_TASK DESCRIPTION_:
Reproduce each of the following entries word for word, keeping every line as it stands.

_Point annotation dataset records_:
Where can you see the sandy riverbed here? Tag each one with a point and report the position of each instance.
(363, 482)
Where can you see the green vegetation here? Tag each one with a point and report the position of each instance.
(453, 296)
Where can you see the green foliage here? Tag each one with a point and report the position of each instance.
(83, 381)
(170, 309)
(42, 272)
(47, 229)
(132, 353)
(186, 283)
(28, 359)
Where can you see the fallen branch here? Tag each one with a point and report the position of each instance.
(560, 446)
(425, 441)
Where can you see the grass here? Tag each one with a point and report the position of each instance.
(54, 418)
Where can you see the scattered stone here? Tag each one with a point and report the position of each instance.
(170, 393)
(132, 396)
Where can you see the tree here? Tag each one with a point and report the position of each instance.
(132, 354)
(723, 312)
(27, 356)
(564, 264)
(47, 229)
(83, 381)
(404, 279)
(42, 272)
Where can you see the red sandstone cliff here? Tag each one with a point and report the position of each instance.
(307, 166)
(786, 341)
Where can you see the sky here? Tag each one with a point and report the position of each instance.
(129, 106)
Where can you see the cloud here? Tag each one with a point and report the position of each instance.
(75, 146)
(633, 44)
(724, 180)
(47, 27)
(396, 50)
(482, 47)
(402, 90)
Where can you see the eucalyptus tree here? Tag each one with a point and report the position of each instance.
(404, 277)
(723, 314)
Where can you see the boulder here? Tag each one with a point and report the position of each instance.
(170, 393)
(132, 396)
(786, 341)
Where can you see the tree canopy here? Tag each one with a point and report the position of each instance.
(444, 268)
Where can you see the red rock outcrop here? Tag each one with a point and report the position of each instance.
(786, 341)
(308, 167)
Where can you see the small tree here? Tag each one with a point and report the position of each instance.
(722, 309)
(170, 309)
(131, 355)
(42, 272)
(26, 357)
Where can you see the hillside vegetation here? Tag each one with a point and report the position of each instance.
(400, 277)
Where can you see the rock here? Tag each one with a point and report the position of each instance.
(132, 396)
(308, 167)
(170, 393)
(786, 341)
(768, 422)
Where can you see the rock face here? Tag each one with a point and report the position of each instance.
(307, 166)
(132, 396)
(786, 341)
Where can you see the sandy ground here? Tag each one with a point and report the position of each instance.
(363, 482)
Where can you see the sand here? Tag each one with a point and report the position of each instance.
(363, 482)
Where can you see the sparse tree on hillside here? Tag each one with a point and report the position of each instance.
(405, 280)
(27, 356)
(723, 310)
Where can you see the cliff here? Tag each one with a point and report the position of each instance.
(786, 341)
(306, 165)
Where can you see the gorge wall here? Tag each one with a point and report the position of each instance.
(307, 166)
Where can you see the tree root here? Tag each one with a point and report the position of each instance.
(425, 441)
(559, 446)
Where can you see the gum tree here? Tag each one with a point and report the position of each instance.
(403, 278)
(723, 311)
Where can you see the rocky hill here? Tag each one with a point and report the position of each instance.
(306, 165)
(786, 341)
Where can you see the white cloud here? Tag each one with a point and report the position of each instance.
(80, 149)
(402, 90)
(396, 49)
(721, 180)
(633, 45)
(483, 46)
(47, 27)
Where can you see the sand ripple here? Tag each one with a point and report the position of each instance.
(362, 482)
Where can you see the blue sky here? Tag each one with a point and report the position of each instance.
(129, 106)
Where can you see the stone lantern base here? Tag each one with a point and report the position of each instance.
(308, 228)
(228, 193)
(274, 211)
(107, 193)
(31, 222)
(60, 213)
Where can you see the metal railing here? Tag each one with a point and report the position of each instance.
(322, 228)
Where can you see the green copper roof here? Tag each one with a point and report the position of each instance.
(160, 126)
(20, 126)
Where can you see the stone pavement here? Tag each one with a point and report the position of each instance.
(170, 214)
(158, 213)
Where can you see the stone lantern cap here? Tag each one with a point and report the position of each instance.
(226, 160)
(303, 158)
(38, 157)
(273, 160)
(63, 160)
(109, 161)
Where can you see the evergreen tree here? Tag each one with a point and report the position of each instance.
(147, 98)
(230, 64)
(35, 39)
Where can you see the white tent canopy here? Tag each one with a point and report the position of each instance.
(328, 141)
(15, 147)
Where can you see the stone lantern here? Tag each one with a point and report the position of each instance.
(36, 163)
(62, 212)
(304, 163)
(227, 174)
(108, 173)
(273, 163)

_CORRECT OUTPUT_:
Where can you see the sandy riverbed here? Tag each one with a point and report the position of each instance.
(363, 482)
Where can you see the green vegetation here? Tag each one with a point and report the position of each instance.
(453, 296)
Where can you see the green foliage here? Tag each one with a point and report the position of each instance.
(83, 381)
(170, 309)
(42, 272)
(47, 229)
(132, 353)
(186, 283)
(28, 359)
Where can you see the fallen branch here? Tag each one with a point and report the position of each instance.
(560, 446)
(425, 441)
Where can you see the grass here? Tag each one with a point and report the position of each instance.
(54, 418)
Where can you see the scattered stone here? Tag each one with a point and report the position of each instance.
(170, 393)
(132, 396)
Where can you see the tree here? Tag each one with a point and report the position of each instance.
(132, 354)
(723, 312)
(27, 356)
(564, 264)
(47, 229)
(83, 381)
(404, 279)
(42, 272)
Where can you see the red sandstone cliff here? Tag each one with a point and report the position of each instance.
(307, 166)
(786, 341)
Where can you see the sky here? Tag each one with a point and report the position of each instance.
(129, 106)
Where can you see the cloud here? Tag each one with a point and report the position of each instance.
(75, 146)
(633, 44)
(724, 180)
(47, 27)
(396, 50)
(482, 47)
(402, 90)
Where can you see the eucalyptus tree here? Tag each one with a point and report the position of each instance.
(404, 277)
(723, 314)
Where can you see the boulder here? Tag each one with a point and report the position of each instance.
(170, 393)
(132, 396)
(786, 341)
Where can you see the tree canopy here? Tag each one with a point and report the position of each instance.
(444, 268)
Where can you see the red rock outcrop here? Tag each one with a point and report the position of each instance.
(786, 341)
(308, 167)
Where can you see the small tree here? Tag each one with a point and report the position of each instance.
(722, 309)
(170, 309)
(131, 355)
(42, 272)
(26, 357)
Where can you see the hillside vegetation here? Tag each one with a point and report the position of each instance.
(400, 277)
Where can you see the rock here? Tag each one with a point and report the position of each instance.
(132, 396)
(308, 167)
(170, 393)
(786, 341)
(768, 422)
Where can you see the rock face here? Tag each one with a point and report the position of each instance.
(307, 166)
(132, 396)
(786, 341)
Where can you see the sandy ground here? Tag each one with a point and report the position of each instance.
(363, 482)
Where can you see the sand here? Tag each one with a point and report the position of each instance.
(363, 482)
Where can you see the sparse tree on hillside here? Tag each one with a point and report the position of each instance.
(405, 280)
(27, 356)
(723, 310)
Where can you see the cliff here? Tag each one with a point and report the position of each instance.
(786, 341)
(306, 165)
Where can you see the gorge wall here? Tag each one with a point and report the position of each instance.
(307, 166)
Where can you see the tree root here? Tag each one with a point and report the position of each instance.
(425, 441)
(559, 446)
Where can you see the gum tree here? Tag each one with a point and report the position of each instance.
(403, 278)
(723, 311)
Where can you see the rocky hill here? Tag each one with a point and report the position of each instance.
(306, 165)
(786, 341)
Where can you see the white cloud here? Tag each one with a point and report the position of each instance.
(80, 149)
(402, 90)
(396, 49)
(721, 180)
(633, 45)
(483, 46)
(47, 27)
Where can you see the sand ripple here? Tag each one with a point and report the position of each instance.
(362, 482)
Where can you see the blue sky here? Tag each one with a point and report the position of each instance.
(129, 106)
Where can you see the stone lantern base here? Tag each one with a point and report the position of each instance.
(308, 228)
(228, 193)
(274, 211)
(107, 193)
(31, 222)
(60, 213)
Where can you see the metal railing here? Tag each one with a point and report the position of each instance.
(322, 228)
Where can you see the green copper roof here? Tag each one with a point and report the position of each instance.
(160, 126)
(20, 126)
Where can you see the stone pavement here? Tag each one with a point and report the position of each instance.
(170, 214)
(158, 213)
Where can you see the stone lantern cap here? Tag each one with a point and report the position of each instance.
(226, 160)
(303, 158)
(38, 157)
(273, 160)
(63, 160)
(109, 161)
Where can you see the evergreen tree here? Tag each one with a point and report the position of each instance.
(147, 98)
(230, 64)
(35, 39)
Where can you see the white tent canopy here? Tag each one with a point and report the position of each instance.
(328, 141)
(15, 147)
Where can you see the stone lantern here? Tag each one with a point and report the position of each instance.
(36, 163)
(62, 212)
(304, 163)
(227, 174)
(108, 173)
(273, 163)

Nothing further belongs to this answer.